**What you need to do:** Rewrite the rows from the line containing "On this screenshot, the white long" through the line containing "[156,528,668,549]", with "white" changed to "ivory" and nothing else altered.

**Record set:**

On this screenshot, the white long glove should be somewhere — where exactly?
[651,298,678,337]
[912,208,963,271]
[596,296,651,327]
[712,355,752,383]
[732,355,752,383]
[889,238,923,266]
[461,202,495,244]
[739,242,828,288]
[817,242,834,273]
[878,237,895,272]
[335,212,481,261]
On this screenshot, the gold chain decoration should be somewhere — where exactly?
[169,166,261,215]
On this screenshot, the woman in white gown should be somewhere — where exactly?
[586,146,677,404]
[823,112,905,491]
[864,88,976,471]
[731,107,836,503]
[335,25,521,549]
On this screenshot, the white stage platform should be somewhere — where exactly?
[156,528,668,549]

---

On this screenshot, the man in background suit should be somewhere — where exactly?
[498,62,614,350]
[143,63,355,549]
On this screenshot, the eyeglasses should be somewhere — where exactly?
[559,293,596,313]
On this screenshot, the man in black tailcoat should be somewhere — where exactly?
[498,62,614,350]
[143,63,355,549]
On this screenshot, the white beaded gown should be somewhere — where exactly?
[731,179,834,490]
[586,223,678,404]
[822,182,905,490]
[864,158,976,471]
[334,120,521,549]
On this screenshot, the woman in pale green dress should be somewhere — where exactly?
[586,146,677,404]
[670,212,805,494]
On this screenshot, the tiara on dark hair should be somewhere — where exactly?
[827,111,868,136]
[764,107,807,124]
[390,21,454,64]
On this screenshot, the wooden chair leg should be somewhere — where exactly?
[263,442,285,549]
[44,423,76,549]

* * *

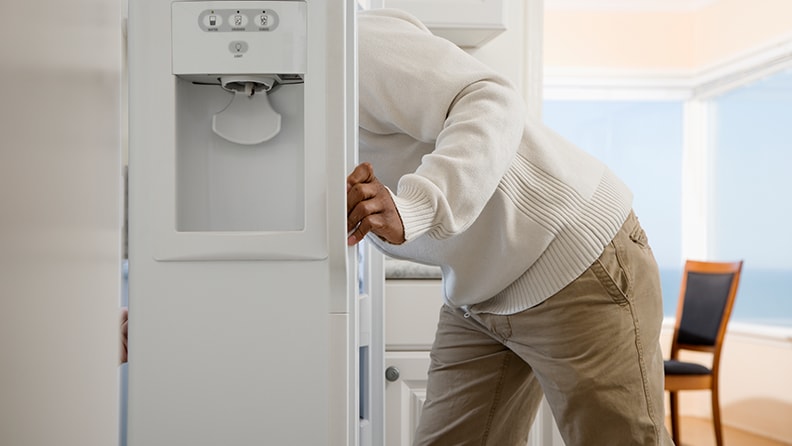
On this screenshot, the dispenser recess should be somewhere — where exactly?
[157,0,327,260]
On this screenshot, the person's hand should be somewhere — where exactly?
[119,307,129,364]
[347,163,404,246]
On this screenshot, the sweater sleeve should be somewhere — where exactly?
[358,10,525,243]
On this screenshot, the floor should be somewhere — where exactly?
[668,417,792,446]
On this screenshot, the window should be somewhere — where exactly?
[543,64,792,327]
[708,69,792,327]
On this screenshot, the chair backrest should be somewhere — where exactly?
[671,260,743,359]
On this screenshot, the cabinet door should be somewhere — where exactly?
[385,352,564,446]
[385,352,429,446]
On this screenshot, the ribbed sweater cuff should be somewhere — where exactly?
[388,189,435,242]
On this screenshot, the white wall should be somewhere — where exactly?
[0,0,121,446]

**Full output:**
On this screenshot, the ivory long glove should be somewhere — where exactly?
[651,298,678,337]
[912,208,963,271]
[596,296,651,327]
[712,355,752,383]
[732,355,752,383]
[889,238,923,266]
[461,202,495,244]
[739,242,828,288]
[817,242,834,273]
[878,237,895,272]
[335,212,481,261]
On this screenshot, the gold chain decoration should be somewhere — where exactly?
[169,166,261,215]
On this screenshot, the woman in ivory gown should be somewhere — where exactly?
[586,146,677,404]
[823,112,905,491]
[864,88,976,471]
[731,107,836,503]
[335,25,521,549]
On this screenshot, the ivory stage platform should be somewhere — where exactly?
[156,528,668,549]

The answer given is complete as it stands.